▸ **What you need to do**: Give back, word for word, the line that contains "Flashcard task. Put a dot on each instance of the white" and every line that follows it in the data below.

▸ **Material for this exercise**:
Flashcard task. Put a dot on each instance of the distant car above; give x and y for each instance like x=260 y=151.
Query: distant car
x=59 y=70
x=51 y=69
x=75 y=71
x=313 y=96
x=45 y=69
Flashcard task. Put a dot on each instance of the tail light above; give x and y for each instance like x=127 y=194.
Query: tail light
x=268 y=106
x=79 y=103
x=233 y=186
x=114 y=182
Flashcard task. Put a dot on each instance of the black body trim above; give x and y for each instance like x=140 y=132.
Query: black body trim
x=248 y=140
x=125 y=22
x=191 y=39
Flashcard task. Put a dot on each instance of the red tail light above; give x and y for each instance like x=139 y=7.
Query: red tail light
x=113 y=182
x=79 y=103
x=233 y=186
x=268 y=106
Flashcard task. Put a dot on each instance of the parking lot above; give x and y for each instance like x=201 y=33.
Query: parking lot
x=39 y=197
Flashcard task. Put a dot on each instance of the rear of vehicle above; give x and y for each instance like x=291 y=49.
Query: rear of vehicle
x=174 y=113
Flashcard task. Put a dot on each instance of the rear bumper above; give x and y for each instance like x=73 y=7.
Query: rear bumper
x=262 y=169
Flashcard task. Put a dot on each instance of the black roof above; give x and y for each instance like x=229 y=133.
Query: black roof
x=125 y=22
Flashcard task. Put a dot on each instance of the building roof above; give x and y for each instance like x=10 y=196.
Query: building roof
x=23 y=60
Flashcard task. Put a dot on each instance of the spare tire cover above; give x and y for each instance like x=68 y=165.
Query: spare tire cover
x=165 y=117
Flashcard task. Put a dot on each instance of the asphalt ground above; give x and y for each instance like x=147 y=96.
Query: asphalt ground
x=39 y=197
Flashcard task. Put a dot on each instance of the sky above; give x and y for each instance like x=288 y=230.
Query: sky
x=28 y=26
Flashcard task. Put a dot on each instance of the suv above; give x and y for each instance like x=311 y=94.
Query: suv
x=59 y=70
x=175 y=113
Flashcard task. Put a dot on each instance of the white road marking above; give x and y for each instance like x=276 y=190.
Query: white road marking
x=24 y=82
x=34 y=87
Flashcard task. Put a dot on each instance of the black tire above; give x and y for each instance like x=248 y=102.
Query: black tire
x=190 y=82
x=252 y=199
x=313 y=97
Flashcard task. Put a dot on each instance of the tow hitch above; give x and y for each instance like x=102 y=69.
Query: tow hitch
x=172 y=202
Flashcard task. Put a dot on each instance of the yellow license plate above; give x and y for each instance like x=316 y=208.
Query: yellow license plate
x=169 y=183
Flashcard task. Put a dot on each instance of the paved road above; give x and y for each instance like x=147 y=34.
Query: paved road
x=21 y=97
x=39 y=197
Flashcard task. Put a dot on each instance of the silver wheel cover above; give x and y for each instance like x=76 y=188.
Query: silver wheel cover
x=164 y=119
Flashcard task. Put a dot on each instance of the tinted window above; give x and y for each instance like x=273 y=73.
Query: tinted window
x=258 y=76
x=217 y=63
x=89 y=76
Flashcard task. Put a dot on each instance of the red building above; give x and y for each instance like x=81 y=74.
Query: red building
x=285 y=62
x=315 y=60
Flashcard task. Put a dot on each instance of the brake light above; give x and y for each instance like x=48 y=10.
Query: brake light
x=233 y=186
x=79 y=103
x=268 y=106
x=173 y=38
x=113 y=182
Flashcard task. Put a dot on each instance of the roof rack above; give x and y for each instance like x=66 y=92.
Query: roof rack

▸ **Response to the task**:
Flashcard task. Put a dot on each instance of the white road marking above; give x and y for each instance like x=276 y=190.
Query: white road marking
x=24 y=82
x=34 y=87
Flashcard task. Put a dot on each instance of the black tire above; give x and y for each instance like x=248 y=102.
Query: black tire
x=190 y=82
x=252 y=199
x=313 y=97
Flashcard task. Put a dot on each instance of the tow hitch above; give x and y for each instance like x=102 y=69.
Query: tow hitch
x=172 y=202
Flashcard task. Put a dot on each instance of the yellow license plate above; give x and y for each instance like x=316 y=208.
Query: yellow license plate
x=169 y=183
Flashcard task. Put a dot on each instance of the paved road above; give x and y for each instance like x=147 y=34.
Query: paved road
x=21 y=97
x=39 y=197
Flashcard task. Put a dot on each instance of the silver wheel cover above; give x and y for each instance like x=76 y=188.
Query: silver wheel cover
x=164 y=119
Flashcard task. Put a dot on each instance of the tinted window above; give x and y for each instance like x=273 y=73.
Query: tinted window
x=258 y=76
x=217 y=63
x=89 y=76
Flashcard task. Put a dot on each instance of the red building above; give x and y for each instance like x=81 y=74.
Query: red building
x=285 y=62
x=315 y=60
Flashcard task. Put a dot on each instance of the brake light above; give x and y for each instance like x=48 y=10.
Query: brake light
x=233 y=186
x=79 y=103
x=268 y=106
x=173 y=38
x=113 y=182
Flashcard task. Put a dot on each instance of the roof rack above; give x and y for each instance like x=66 y=92.
Query: roof rack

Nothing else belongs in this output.